▶ **Short problem**: Collect each line below that contains the word "yellow". Letter case must match.

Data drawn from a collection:
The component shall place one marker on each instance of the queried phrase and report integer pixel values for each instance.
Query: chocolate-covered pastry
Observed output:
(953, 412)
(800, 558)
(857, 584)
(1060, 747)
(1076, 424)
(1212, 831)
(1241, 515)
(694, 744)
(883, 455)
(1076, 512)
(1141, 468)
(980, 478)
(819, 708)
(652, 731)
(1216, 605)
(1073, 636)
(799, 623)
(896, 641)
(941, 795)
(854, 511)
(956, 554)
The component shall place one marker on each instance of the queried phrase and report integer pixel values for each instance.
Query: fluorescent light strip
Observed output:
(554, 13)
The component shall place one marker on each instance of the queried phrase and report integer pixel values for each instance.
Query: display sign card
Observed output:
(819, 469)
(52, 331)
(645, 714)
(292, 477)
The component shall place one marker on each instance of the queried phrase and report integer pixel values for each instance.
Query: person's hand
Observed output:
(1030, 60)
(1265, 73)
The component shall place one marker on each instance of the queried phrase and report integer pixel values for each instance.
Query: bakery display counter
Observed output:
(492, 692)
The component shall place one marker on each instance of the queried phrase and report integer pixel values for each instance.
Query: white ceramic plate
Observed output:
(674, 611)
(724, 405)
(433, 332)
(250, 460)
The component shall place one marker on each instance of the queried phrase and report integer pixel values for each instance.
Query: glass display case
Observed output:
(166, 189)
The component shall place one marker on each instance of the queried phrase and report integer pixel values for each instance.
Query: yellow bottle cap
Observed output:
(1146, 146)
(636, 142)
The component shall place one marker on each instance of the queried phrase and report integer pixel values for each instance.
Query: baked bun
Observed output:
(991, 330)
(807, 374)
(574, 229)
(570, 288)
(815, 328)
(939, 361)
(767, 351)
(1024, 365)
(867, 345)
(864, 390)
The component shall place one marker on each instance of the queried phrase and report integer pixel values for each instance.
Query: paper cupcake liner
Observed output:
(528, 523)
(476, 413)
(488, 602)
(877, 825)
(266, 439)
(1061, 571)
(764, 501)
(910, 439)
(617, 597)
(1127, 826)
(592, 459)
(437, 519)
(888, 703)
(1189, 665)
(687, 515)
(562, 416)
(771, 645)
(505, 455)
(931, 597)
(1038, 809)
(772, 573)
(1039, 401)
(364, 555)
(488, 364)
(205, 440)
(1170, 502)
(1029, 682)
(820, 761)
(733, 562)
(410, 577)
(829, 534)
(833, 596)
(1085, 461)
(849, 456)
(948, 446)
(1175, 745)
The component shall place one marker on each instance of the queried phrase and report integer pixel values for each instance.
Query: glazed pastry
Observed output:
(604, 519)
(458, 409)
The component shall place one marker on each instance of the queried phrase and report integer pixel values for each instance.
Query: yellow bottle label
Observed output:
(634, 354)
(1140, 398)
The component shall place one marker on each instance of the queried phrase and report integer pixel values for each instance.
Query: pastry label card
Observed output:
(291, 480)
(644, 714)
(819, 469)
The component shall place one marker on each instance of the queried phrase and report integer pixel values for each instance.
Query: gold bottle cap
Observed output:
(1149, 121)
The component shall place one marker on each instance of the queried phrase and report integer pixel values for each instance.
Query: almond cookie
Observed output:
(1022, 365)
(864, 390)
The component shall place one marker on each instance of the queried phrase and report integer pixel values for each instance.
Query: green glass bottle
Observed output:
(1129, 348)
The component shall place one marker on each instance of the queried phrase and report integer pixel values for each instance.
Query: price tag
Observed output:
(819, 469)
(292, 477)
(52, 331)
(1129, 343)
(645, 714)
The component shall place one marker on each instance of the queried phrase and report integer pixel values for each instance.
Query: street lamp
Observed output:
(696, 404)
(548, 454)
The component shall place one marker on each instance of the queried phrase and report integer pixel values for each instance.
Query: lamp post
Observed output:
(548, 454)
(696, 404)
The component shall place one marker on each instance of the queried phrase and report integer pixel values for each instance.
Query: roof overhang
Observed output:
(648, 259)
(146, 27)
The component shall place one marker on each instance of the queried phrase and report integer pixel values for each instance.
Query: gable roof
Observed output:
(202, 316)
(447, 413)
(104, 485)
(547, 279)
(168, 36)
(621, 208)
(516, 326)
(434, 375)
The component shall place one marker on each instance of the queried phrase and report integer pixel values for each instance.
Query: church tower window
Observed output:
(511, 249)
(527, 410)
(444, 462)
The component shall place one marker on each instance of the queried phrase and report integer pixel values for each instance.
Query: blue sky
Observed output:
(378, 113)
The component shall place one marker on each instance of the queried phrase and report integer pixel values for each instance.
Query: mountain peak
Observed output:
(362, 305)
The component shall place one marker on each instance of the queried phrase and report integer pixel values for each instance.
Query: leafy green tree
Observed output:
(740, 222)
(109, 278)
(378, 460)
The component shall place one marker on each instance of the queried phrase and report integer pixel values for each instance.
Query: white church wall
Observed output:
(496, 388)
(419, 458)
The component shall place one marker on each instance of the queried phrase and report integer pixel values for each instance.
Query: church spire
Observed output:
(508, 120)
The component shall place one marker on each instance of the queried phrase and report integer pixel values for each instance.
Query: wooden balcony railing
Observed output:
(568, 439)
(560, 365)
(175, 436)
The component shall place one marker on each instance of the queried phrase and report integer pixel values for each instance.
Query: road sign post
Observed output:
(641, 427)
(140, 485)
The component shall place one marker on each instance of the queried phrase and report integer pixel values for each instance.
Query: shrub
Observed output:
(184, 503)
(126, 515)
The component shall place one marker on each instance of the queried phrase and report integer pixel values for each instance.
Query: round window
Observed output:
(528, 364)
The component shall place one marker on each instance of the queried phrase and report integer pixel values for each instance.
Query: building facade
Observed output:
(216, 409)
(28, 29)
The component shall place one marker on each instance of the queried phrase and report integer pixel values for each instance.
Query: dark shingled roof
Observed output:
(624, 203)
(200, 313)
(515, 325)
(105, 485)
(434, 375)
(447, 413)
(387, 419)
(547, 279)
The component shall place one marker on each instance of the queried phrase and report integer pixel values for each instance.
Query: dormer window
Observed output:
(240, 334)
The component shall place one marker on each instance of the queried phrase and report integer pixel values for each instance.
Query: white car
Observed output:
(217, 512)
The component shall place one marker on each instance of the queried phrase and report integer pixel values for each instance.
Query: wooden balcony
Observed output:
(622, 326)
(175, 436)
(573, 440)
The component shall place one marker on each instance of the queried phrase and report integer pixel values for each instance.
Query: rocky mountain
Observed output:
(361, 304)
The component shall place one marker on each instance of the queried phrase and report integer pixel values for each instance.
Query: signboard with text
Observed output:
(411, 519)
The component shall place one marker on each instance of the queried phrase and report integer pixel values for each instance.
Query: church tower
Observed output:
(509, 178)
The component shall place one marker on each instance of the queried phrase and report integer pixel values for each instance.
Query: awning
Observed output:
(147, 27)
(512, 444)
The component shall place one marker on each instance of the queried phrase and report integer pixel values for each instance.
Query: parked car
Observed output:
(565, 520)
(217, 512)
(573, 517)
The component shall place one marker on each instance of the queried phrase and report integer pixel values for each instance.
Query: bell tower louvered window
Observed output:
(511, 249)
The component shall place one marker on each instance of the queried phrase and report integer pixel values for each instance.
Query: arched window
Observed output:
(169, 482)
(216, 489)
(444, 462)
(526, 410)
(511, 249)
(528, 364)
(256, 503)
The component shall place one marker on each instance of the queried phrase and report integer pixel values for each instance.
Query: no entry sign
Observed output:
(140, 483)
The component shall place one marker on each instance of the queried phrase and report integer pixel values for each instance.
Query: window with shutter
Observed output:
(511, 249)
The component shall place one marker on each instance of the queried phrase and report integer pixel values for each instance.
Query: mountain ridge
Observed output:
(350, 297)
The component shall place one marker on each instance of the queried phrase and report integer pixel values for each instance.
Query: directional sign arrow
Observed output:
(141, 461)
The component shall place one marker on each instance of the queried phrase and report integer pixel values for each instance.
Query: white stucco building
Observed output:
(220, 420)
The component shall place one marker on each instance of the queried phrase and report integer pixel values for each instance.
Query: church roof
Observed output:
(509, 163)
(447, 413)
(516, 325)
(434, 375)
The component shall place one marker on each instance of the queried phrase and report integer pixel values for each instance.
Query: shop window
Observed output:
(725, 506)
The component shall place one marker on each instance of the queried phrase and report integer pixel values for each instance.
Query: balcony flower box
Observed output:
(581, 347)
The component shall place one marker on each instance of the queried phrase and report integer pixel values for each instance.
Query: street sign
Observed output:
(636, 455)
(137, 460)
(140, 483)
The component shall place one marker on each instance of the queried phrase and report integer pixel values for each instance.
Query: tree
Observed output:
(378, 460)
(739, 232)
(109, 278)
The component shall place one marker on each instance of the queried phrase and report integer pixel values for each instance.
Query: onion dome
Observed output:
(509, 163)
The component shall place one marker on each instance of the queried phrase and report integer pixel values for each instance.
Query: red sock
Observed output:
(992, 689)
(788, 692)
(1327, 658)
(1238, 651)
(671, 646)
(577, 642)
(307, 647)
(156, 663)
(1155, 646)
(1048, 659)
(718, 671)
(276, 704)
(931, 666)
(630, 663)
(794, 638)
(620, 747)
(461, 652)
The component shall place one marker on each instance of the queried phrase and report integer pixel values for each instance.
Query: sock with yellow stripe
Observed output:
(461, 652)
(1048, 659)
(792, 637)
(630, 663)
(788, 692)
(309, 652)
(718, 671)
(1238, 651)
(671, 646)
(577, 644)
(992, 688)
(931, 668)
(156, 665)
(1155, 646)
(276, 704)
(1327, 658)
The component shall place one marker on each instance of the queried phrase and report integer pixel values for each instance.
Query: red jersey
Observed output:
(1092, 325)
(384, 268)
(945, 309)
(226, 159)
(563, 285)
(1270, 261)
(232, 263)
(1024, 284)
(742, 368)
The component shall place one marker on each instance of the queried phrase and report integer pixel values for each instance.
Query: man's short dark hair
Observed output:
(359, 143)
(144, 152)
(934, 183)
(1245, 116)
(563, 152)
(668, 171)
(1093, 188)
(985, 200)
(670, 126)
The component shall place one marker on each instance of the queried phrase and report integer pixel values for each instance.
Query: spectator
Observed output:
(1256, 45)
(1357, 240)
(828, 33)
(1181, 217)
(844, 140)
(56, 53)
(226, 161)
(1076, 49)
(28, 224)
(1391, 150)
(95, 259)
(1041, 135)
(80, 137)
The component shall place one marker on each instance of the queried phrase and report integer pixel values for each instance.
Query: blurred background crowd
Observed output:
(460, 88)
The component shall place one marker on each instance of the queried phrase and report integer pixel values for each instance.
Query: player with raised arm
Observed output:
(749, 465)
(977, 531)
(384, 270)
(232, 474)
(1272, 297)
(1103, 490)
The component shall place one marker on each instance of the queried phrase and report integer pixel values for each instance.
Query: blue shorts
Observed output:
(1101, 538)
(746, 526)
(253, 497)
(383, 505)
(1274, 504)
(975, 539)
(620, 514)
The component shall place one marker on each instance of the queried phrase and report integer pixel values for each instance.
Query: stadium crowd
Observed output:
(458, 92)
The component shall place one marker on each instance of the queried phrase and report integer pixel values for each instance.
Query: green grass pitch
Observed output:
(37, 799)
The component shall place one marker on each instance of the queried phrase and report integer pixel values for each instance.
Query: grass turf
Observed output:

▶ **Task output**:
Query: yellow bottle cap
Query: yellow bottle label
Query: sock with yellow stripe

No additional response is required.